Task to carry out :: Word for word, give again the line holding "Expected output: for each instance of the blue" and each line after it to the end of the listing below.

Exercise data ::
○ ○ ○

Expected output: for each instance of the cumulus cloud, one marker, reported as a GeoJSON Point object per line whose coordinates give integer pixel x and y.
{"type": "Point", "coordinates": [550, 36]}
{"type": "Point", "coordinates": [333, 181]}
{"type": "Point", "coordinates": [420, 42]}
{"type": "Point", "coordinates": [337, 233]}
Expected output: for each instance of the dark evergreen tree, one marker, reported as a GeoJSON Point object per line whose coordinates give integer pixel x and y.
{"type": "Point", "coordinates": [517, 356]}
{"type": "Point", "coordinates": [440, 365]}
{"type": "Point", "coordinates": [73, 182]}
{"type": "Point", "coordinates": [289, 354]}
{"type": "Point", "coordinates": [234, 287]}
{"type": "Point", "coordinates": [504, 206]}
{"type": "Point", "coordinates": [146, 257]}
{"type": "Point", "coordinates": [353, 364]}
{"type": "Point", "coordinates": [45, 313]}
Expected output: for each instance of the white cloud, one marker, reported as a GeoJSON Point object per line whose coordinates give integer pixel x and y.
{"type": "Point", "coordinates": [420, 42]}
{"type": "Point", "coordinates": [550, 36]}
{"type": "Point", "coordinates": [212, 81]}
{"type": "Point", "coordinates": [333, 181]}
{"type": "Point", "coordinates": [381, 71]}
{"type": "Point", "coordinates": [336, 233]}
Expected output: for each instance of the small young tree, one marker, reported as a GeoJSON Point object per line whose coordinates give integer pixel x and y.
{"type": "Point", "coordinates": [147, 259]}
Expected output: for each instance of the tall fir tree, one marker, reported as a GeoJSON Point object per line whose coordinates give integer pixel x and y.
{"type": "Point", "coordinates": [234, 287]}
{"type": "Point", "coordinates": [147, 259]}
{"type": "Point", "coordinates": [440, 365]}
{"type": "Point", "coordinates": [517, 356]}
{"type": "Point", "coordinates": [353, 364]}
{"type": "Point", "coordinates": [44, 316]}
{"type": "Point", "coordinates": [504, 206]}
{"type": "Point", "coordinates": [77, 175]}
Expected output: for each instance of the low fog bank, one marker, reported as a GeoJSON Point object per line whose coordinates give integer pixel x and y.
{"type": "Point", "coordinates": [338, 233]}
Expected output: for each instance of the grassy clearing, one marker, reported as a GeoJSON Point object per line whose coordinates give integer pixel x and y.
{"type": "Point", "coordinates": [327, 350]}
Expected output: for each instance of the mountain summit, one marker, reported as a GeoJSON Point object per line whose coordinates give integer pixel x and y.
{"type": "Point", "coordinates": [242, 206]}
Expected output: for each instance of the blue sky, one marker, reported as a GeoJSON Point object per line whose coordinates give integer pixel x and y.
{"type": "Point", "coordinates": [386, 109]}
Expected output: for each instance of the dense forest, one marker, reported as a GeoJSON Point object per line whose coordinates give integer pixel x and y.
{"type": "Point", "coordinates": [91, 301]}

○ ○ ○

Exercise solution ::
Expected output: for each instance of the blue sky, one marker, reported as a GeoJSON Point object per line whose coordinates give integer pixel x and y.
{"type": "Point", "coordinates": [386, 109]}
Expected output: for each instance of the dense forest, one marker, reported as a GeoJSON Point object per line whose coordinates give integer pixel x and y.
{"type": "Point", "coordinates": [91, 301]}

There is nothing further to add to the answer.